(Excerpts of location labeling data)
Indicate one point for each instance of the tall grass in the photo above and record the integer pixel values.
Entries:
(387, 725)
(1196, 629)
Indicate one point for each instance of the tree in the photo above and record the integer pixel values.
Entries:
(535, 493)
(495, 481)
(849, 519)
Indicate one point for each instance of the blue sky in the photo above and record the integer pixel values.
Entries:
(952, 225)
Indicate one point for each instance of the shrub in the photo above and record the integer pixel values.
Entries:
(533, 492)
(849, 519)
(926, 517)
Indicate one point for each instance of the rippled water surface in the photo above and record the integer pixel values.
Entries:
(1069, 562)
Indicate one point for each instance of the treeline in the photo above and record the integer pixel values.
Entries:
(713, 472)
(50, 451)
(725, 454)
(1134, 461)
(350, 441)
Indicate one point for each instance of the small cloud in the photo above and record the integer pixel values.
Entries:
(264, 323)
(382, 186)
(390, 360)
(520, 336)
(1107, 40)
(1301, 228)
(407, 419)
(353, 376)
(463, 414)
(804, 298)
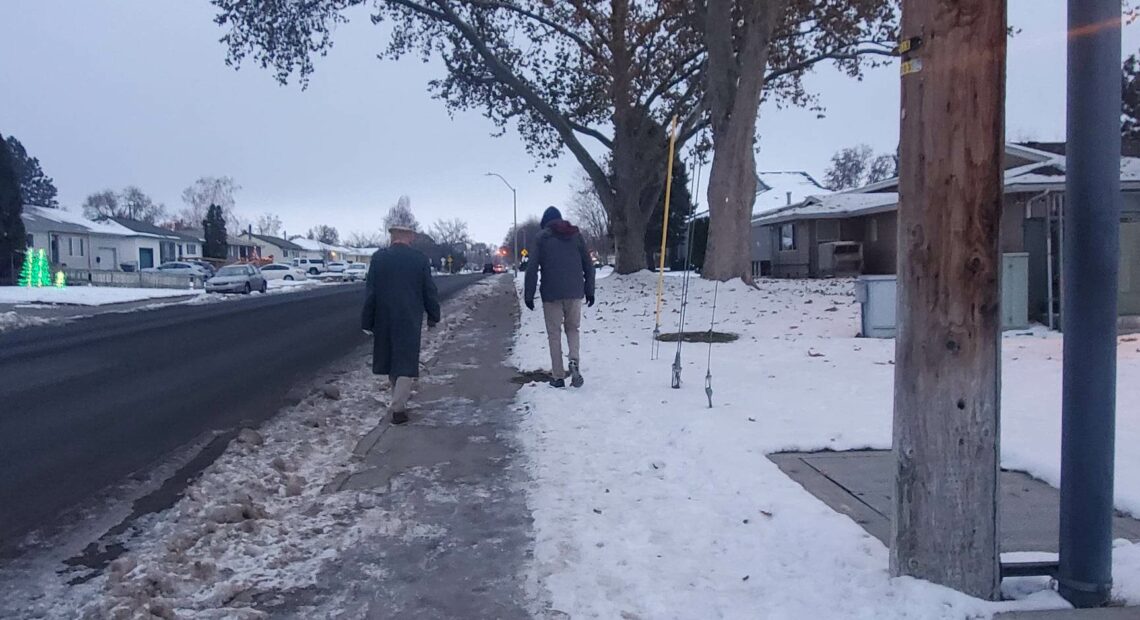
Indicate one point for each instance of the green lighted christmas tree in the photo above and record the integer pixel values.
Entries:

| Exercise aim |
Copy all of the items above word for word, leaving out the pictures.

| The reply |
Indicate one point for each instance of the tall grass in the photo above and record the integer pixel values.
Entries:
(387, 725)
(1196, 629)
Indicate one point for each instance of the tree in the photo above and record the integer pixel values.
Entries:
(535, 493)
(495, 481)
(849, 519)
Indicate one point for each instance of the blue sky in the photo above and record the integer pixel values.
Entries:
(952, 225)
Indicate one point for each instance of the shrub in the photo above and record the integer pixel values.
Entries:
(533, 492)
(849, 519)
(926, 517)
Indicate one point for each instance of the rippled water surface in the photo above and record the integer pixel values.
Entries:
(1069, 562)
Indicate one point for each instance of the treeline in the photo above and record the integer pixel values.
Entries:
(713, 472)
(50, 451)
(725, 454)
(1134, 461)
(350, 441)
Indicate one point for each instance of the small cloud in the photo above and record the integer pixel values.
Entries:
(264, 323)
(382, 186)
(390, 360)
(520, 336)
(1107, 40)
(1301, 228)
(407, 419)
(353, 376)
(463, 414)
(804, 298)
Indicate one point for each instance of the green lighted christmas tree in the photo above and record the integer pixel values.
Entries:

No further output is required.